The Gelmerbahn or Gelmer Funicular is a cable railway in the canton of Bern, Switzerland. It links a lower terminus at Handegg, in the Haslital (the valley of the upper Aar River), with an upper terminus at the Gelmersee lake, 448 m above. The Handegg terminus of the line is close to the road over the Grimsel Pass. It is accessible by car and by an infrequent PostBus service.

It is technically not a funicular, which has two cars that counterbalance each other, but is instead a cable railway propelled by a winch. With an incline of 106% (or 47°), Gelmerbahn was commonly identified as the steepest funicular in Europe, until the opening of the Stoosbahn (a true funicular which reaches 110%) in 2017. It remains the steepest open-car railway in Europe.

== History ==
The cable railway was originally built to facilitate the construction of the Gelmersee – a reservoir constructed in 1926 to exploit the hydroelectric resources of the area – and was not opened for public use until 2001. The line is owned and operated by Kraftwerke Oberhasli AG (KWO), which owns the power station.

A funicular existed on the opposite side of the valley from 1948 to 2015.

● **Requirement 1**: Rewrite the Gelmerbahn text from "The Gelmerbahn or" down to "infrequent PostBus service.", putting "station" wherever "terminus" appears.
● **Requirement 2**: Based on the Gelmerbahn text, answer yes or no to each statement and quote the words that decide it. (a) The Gelmerbahn opened for public use in 2001. (b) The Stoosbahn, opened in 2017, reaches an incline of 110%. (c) The Gelmerbahn has two cars that counterbalance each other.
● **Requirement 3**: Translate this sentence from the Gelmerbahn text into Spanish: "It remains the steepest open-car railway in Europe."
The listing that comes next has no connection to the Gelmerbahn text.

● **Supplied records**:
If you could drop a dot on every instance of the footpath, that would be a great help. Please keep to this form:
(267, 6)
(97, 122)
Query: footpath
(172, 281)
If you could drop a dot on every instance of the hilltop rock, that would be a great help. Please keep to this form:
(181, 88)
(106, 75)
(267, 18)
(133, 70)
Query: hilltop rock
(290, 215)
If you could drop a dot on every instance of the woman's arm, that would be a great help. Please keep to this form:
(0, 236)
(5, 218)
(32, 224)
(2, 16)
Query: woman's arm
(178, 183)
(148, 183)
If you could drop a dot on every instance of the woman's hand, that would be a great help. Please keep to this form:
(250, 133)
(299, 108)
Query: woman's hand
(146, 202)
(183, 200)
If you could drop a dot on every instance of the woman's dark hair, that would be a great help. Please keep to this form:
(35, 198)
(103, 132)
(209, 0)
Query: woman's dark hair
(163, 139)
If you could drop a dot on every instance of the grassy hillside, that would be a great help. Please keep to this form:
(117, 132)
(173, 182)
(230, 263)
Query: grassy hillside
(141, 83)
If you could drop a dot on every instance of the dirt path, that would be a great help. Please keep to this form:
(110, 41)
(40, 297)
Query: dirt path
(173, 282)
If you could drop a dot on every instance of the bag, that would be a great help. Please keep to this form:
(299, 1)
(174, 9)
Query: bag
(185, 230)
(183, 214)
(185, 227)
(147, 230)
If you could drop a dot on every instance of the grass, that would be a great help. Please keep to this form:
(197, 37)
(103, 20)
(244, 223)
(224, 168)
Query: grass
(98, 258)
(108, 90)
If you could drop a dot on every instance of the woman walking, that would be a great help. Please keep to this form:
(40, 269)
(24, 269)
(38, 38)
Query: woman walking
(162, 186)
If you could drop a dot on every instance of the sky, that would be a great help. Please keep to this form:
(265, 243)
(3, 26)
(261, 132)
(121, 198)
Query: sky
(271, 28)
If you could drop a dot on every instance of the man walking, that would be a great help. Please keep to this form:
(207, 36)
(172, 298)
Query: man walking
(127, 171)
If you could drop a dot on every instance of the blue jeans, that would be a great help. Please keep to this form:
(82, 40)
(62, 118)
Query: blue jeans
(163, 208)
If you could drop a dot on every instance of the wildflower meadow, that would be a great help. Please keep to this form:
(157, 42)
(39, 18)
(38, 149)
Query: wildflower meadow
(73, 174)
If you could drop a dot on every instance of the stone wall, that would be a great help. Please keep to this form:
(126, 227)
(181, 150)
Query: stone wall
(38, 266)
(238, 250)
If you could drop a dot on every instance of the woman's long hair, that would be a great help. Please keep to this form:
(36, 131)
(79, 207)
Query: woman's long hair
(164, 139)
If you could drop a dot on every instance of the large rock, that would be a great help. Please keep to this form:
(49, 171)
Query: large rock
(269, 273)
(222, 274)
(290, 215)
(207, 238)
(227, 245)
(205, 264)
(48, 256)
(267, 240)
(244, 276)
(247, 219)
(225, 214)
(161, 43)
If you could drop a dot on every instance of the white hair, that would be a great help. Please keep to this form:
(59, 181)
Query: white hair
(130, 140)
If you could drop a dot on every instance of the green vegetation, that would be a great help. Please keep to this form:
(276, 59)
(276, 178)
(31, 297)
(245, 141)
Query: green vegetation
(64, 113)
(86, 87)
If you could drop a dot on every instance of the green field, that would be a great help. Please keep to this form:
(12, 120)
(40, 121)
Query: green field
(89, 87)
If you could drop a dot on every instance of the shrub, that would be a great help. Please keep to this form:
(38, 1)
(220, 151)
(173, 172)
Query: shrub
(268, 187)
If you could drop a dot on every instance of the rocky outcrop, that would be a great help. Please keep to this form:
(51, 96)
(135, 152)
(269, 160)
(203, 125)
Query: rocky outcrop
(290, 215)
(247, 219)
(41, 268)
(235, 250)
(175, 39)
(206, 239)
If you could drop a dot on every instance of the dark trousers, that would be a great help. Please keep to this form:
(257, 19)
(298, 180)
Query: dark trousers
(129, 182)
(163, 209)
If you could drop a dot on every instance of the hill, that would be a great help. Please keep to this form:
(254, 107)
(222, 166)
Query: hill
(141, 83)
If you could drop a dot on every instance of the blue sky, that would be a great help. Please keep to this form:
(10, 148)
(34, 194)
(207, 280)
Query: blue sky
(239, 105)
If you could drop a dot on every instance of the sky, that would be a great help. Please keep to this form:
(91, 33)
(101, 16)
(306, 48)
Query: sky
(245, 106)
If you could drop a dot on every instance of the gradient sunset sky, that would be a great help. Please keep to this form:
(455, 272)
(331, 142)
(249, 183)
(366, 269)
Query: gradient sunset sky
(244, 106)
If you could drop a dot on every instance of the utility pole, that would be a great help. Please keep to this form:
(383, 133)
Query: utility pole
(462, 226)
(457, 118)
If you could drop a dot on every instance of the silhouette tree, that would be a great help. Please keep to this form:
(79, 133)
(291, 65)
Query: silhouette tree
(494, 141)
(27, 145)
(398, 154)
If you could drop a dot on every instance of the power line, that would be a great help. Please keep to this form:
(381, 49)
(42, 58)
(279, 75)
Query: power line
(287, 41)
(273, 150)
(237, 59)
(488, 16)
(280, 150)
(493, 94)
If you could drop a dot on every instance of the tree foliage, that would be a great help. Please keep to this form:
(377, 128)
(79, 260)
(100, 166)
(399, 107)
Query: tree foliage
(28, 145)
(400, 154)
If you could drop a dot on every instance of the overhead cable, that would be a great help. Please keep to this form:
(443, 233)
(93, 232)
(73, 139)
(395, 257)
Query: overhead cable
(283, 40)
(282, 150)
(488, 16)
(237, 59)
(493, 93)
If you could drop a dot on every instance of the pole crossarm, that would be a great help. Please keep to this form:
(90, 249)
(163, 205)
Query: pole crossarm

● **Answer box 1**:
The Gelmerbahn or Gelmer Funicular is a cable railway in the canton of Bern, Switzerland. It links a lower station at Handegg, in the Haslital (the valley of the upper Aar River), with an upper station at the Gelmersee lake, 448 m above. The Handegg station of the line is close to the road over the Grimsel Pass. It is accessible by car and by an infrequent PostBus service.

● **Answer box 2**:
(a) Yes: "was not opened for public use until 2001"
(b) Yes: "until the opening of the Stoosbahn (a true funicular which reaches 110%) in 2017"
(c) No: "It is technically not a funicular, which has two cars that counterbalance each other, but is instead a cable railway propelled by a winch."

● **Answer box 3**: Sigue siendo el ferrocarril de vagones abiertos más empinado de Europa.